(Text)
□ □ □ □ □ □ □
In 3D we may use properties of P432 symmetry for a cube. There are 24 symmetry operations (see Aroyo, 2016 ). The corresponding rotation matrices are shown in Fig. 2.

Figure 2
Matrices for 3D orthogonal rotations to relate the different octants to each other.

Suppose for a given set of Euler angles defining rotation matrices we may combine them into a group of 24 matrices (each matrix is a matrix product of one matrix with one of the matrices defined in Fig. 2). If we do not combine these rotation matrices into groups of 24, then to find a correlation map we need to perform 5 × 24 = 120 DFTs for each 24 rotations. However, if these matrices are combined then we just need to perform two forward DFTs for S and M and 3 × 24 = 72 backward DFTs for $[S\star T]$ , $[M\star T]$ and $[M\star T^{2}]$ , i.e. 74 DFTs in total or 61.7% of 120.

5. Reduction of the output map

5.1. False peaks

If we have errors in the input data, then there is a chance that a correlation coefficient R^q_TS may have peaks in areas where values of T are small, since both the numerator and denominator in (3) are small numbers that are sensitive to small errors in the T, S and M maps. Therefore, in practical applications we first estimate the maximum value of

$[\sigma\equiv\left((M\star T^{2})[q]-{{1} \over {w}}\{(M\star T)[q]\}^{2} \right)^{1/2}, \eqno (4)]$

for all possible rotations and translations of S, M maps. We then set σ₀ in (1) as a percentage of the maximum value of σ.
□ □ □ □ □ □ □
(Information supplied)
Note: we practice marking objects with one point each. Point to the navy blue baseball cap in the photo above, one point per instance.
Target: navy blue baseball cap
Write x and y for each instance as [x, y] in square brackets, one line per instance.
□ □ □ □ □ □ □
(Short exercise) Continue the passage on correlation maps and cube rotation symmetry, starting after its final sentence.

(Exercise result)
We demonstrate our procedure by fitting an atomic structure (the intermediate domain, which at ∼9 kDa is the smallest of three defined domains in the GroEL subunit) into an EM map of the GroEL chaperonin complex (EMDB entry EMD-1997, resolution 7 Å, C7 symmetry; Clare et al., 2012 ). The domain was extracted from PDB entry 2c7e (residues 136–191 and 374–409; Ranson et al., 2001 ). We find the maximum value of σ and then set σ₀ as 50%, 30%, 10% and 1% of σ. For a slice perpendicular to the axis of symmetry we calculate R^q_TS (see Fig. 3). One may see that for σ₀ ≥ 0.1σ_max the local maximum values of the correlation maps are the same. On decreasing σ₀ more peaks start to appear in the central and outer parts of the map where the target map T is almost zero. When σ₀ is about 1% of σ_max the central part of the map has higher correlation coefficient values than the real peaks. By setting σ₀ to a correct level we reduce extra checking of these false peaks as centres of the chosen atomic structure.

Figure 3
Correlation maps obtained for different levels of standard deviation of the signal (50%, 30%, 10%, 1%).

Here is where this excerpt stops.